● **任务要求**
从包含“of the snow-covered”的那一行开始，一直到包含“pixel 273 637”的那一行为止（首尾两行都包括在内），把下面记录中的这些行逐字照抄出来。

● **待处理记录**
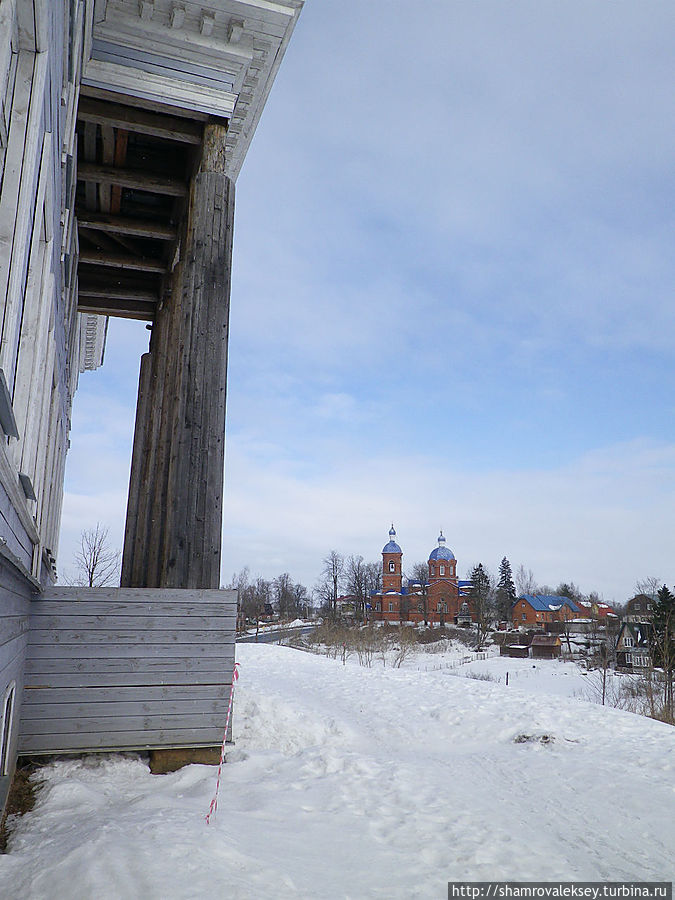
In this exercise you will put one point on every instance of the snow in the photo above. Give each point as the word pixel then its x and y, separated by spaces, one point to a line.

* * *

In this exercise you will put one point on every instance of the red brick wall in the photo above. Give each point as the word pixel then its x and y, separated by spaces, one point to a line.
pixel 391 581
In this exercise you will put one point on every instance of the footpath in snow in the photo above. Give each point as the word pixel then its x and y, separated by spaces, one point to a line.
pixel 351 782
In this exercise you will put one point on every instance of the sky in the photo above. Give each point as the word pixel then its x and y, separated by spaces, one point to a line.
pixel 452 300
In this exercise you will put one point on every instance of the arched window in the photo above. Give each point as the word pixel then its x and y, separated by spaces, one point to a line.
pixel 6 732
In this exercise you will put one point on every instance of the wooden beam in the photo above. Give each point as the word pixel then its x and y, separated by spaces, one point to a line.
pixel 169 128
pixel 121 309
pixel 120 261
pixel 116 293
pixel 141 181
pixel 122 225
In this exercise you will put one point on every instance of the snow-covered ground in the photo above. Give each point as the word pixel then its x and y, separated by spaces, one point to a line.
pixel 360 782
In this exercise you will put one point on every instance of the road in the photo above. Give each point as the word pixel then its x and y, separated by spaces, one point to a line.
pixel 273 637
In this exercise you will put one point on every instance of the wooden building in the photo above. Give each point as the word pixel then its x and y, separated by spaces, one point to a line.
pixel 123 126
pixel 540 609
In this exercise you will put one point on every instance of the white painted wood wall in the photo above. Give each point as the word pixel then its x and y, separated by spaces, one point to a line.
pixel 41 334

--

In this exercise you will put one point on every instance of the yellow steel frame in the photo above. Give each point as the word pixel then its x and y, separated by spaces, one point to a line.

● **任务结果**
In this exercise you will put one point on every instance of the snow-covered ground in the photo above. Give each point as the word pixel then its x and y, separated by spaces, one point to a line.
pixel 360 782
In this exercise you will put one point on every instance of the road in the photo above. Give each point as the word pixel then its x and y, separated by spaces, one point to a line.
pixel 273 637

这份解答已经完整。